→ **What to do**
Substitute "mark every instance" for every occurrence of "put a point on each instance" in all of the items below, leaving everything else unchanged. Leave the pictures out of your answer.

→ **Point labeling dataset excerpts**

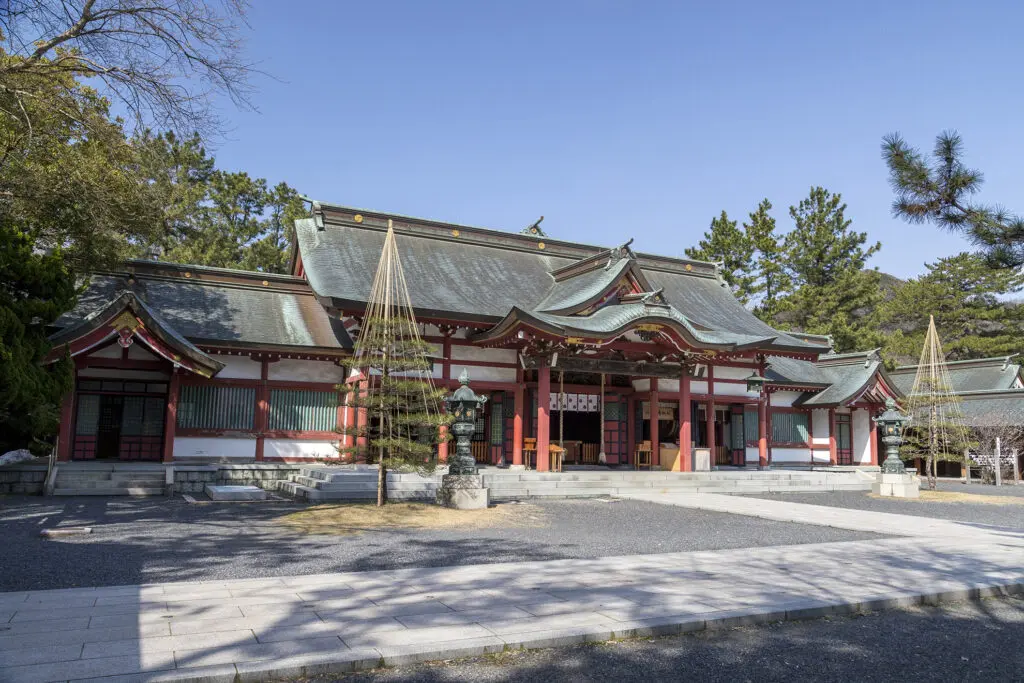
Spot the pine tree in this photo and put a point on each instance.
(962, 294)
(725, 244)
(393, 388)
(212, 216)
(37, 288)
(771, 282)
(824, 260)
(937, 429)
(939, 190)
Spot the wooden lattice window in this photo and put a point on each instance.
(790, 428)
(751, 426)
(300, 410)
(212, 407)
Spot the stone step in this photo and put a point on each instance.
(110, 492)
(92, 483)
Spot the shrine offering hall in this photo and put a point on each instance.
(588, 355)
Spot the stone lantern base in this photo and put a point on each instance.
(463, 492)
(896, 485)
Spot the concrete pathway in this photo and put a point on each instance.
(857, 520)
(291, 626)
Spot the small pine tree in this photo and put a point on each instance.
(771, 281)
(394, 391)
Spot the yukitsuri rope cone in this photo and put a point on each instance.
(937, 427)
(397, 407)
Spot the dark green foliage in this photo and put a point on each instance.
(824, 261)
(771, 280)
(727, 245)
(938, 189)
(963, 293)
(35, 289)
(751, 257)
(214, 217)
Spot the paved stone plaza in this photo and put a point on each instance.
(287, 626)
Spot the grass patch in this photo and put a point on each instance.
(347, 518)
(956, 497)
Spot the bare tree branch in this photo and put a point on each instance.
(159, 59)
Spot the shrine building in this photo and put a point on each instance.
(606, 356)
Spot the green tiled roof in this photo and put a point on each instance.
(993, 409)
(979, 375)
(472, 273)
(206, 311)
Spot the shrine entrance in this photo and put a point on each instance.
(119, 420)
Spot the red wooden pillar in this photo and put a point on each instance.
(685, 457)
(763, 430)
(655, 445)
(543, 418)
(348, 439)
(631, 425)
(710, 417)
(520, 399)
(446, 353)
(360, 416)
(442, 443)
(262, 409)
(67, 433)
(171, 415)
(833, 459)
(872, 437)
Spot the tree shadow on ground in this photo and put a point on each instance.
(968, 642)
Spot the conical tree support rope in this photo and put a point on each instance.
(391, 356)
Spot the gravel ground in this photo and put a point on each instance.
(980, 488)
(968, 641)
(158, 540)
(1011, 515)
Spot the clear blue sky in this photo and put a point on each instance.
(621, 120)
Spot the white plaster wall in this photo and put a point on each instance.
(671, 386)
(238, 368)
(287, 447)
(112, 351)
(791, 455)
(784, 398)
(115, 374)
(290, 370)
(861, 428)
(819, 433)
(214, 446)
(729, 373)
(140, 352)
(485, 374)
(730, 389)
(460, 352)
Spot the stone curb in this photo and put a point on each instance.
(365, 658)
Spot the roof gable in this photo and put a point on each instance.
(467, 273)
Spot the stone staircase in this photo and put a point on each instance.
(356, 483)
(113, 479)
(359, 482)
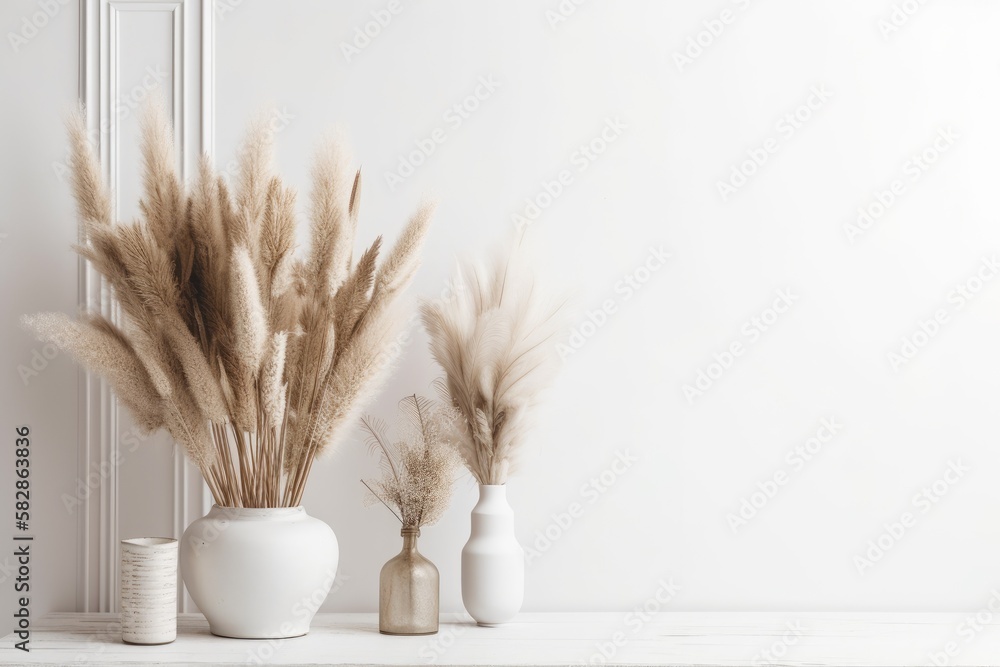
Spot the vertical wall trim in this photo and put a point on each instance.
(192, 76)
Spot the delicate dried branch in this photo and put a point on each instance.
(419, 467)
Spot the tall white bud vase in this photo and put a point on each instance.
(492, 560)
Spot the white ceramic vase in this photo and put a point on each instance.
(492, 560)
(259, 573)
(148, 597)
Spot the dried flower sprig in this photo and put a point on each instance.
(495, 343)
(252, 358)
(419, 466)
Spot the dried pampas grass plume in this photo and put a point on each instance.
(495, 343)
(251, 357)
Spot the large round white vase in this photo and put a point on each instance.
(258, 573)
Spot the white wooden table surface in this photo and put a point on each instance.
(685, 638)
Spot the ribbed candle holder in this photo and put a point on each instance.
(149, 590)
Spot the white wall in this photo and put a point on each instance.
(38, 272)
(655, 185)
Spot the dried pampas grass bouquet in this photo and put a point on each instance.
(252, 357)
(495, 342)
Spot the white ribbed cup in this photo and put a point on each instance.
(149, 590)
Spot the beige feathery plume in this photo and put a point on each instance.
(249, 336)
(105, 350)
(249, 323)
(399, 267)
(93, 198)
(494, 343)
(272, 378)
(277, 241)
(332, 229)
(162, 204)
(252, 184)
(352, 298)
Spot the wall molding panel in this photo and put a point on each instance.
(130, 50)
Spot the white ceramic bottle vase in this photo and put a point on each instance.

→ **Solution to the exercise**
Spot the pine tree in this photo and mark every instance.
(962, 294)
(725, 244)
(393, 388)
(212, 216)
(37, 288)
(771, 282)
(824, 260)
(937, 429)
(939, 190)
Spot the wooden lattice window in this photo and mark every instance.
(790, 428)
(751, 426)
(300, 410)
(212, 407)
Spot the stone step in this photo and mark every instance.
(110, 492)
(92, 483)
Spot the shrine offering hall in this photo and mark every instance.
(588, 355)
Spot the stone lantern base in this photo and mark every instance.
(463, 492)
(896, 485)
Spot the concrete pathway in this photo and mark every instance.
(857, 520)
(291, 626)
Spot the small pine tree in this photo and mark every instance.
(771, 281)
(394, 391)
Spot the yukitsuri rope cone in this photo and mark every instance.
(937, 427)
(397, 407)
Spot the dark green foliage in this photo and mark every instance.
(824, 261)
(771, 280)
(727, 245)
(938, 189)
(963, 293)
(35, 289)
(751, 257)
(214, 217)
Spot the paved stone plaza in this photo and mark every instance.
(287, 626)
Spot the grass patch in this photo and mark every instance.
(347, 518)
(956, 497)
Spot the bare tree branch in this photo and mark every instance.
(159, 59)
Spot the shrine building in this photo and mark every instance.
(606, 356)
Spot the green tiled roof in this photo and mark every instance.
(993, 409)
(979, 375)
(472, 273)
(206, 311)
Spot the shrine entrance in this photo and mark every instance.
(119, 420)
Spot the red wooden pillar in this photo and mark every instance.
(685, 457)
(763, 430)
(655, 445)
(543, 418)
(348, 439)
(631, 425)
(710, 417)
(520, 399)
(446, 353)
(360, 416)
(442, 443)
(262, 409)
(67, 433)
(171, 415)
(833, 459)
(872, 437)
Spot the tree shadow on ground in this photo and mark every instance.
(968, 642)
Spot the conical tree support rope in this photo and mark every instance.
(391, 356)
Spot the gravel ground in this photo and mark every instance.
(980, 488)
(968, 641)
(158, 540)
(1011, 515)
Spot the clear blue sky in this photo and mark every instance.
(621, 120)
Spot the white plaster wall in this photo and mark every instance.
(671, 386)
(238, 368)
(287, 447)
(112, 351)
(791, 455)
(784, 398)
(115, 374)
(290, 370)
(861, 428)
(819, 433)
(214, 446)
(729, 373)
(140, 352)
(485, 374)
(730, 389)
(460, 352)
Spot the stone curb in this photo and mark every instance.
(365, 658)
Spot the roof gable in this photo and mark every instance.
(467, 273)
Spot the stone staircase in this photo and mark every instance.
(356, 483)
(113, 479)
(359, 482)
Spot the vertical wall trim in this photo and mark every instance.
(192, 76)
Spot the delicate dried branch in this photo and mark every instance.
(419, 467)
Spot the tall white bud vase in this photo and mark every instance.
(492, 560)
Spot the white ceramic vase in this photo and mark every instance.
(492, 560)
(259, 573)
(148, 597)
Spot the dried flower sprig in this photo and mark every instance.
(495, 343)
(252, 358)
(419, 466)
Spot the dried pampas grass plume in this photo and mark every instance.
(495, 343)
(251, 357)
Spot the large round white vase in this photo and mark every instance.
(258, 573)
Spot the white wooden table surface in this photo and mark every instance.
(685, 638)
Spot the ribbed candle holder in this photo and mark every instance.
(149, 590)
Spot the white wall in this photo and mark every instance.
(38, 272)
(655, 185)
Spot the dried pampas grass bouquet in this photo and mark every instance.
(252, 357)
(495, 342)
Spot the white ribbed cup in this photo and mark every instance.
(149, 590)
Spot the beige feathery plume in this photo and mark every instance.
(249, 336)
(105, 350)
(249, 323)
(399, 267)
(93, 198)
(494, 343)
(272, 378)
(277, 241)
(332, 229)
(162, 204)
(252, 184)
(352, 298)
Spot the wall molding panel in this photo and mark every instance.
(130, 50)
Spot the white ceramic bottle vase in this photo and mark every instance.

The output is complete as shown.